Set down all of the records exactly.

_ _ _ _ _ _ _

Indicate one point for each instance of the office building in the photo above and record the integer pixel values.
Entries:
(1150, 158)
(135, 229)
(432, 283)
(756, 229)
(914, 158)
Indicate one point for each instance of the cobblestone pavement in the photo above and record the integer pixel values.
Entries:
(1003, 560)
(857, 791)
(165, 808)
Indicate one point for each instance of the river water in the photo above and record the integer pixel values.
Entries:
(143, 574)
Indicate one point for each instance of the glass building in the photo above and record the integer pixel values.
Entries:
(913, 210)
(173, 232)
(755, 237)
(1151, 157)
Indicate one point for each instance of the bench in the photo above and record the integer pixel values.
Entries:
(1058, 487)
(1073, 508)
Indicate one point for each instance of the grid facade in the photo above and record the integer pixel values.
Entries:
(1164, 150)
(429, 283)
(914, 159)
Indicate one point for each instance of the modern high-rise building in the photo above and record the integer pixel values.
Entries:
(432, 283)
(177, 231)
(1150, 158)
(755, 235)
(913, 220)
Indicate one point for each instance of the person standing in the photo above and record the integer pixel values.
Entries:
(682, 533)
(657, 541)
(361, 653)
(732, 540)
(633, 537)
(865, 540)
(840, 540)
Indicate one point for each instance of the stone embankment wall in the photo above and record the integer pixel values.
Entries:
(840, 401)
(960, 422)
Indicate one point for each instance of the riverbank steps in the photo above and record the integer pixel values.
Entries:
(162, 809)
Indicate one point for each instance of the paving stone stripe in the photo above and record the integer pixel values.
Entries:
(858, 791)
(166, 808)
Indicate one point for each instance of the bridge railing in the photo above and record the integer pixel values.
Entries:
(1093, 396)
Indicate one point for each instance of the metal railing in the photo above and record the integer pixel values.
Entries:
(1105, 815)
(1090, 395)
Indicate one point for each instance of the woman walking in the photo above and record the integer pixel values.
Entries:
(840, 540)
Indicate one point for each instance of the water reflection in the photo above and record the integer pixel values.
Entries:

_ _ _ _ _ _ _

◆ Solved problem ◆
Indicate one point for each instance of the office building in the photo above and record the integer pixel values.
Entries:
(1150, 158)
(135, 229)
(432, 283)
(756, 229)
(914, 158)
Indicate one point for each instance of the cobblestone pavement in the photo above and record the integer pixel values.
Entries:
(1003, 560)
(857, 791)
(165, 808)
Indicate one point for each instance of the river water in the photo above and record the integer pixel values.
Entries:
(143, 574)
Indicate one point for each instance of the glass building in the photo above and record the integer pixel values.
Entries:
(913, 210)
(173, 232)
(755, 237)
(1151, 157)
Indicate one point for each instance of the bench in the photo above and record the integer pixel values.
Entries:
(1058, 487)
(1073, 508)
Indicate one point for each instance of the grid facade in the photo above and record the integer pixel values.
Entries:
(1164, 150)
(429, 283)
(914, 159)
Indicate one point for each instance of the modern high-rise building in the photo above and record the integer pixel values.
Entries:
(432, 283)
(177, 231)
(1150, 158)
(755, 235)
(913, 220)
Indicate one point for each instance of the person standing in the photo above and record the integer pixel values.
Entries:
(682, 533)
(657, 541)
(361, 653)
(732, 540)
(633, 537)
(865, 540)
(840, 540)
Indicate one point for each instance of the stone embankment wall in the photo above and record the integer pixel values.
Entries:
(840, 401)
(960, 422)
Indicate one point for each instance of the riverbank steps in the photo above and record the integer pixel values.
Entries:
(162, 809)
Indicate one point for each instance of the paving stone stripe in the photo above and record the integer pixel values.
Entries:
(858, 791)
(166, 808)
Indicate one point for each instance of the bridge railing in the photo above and record the integer pixel values.
Entries:
(1093, 396)
Indicate one point for each instance of the metal railing in the photo above and record the integer pixel values.
Entries:
(1105, 815)
(1090, 395)
Indicate one point for each instance of the woman walking in the photo above and record the integer pixel values.
Entries:
(840, 540)
Indicate one point for each instance of the water reflection in the photo above and record the integer pixel values.
Entries:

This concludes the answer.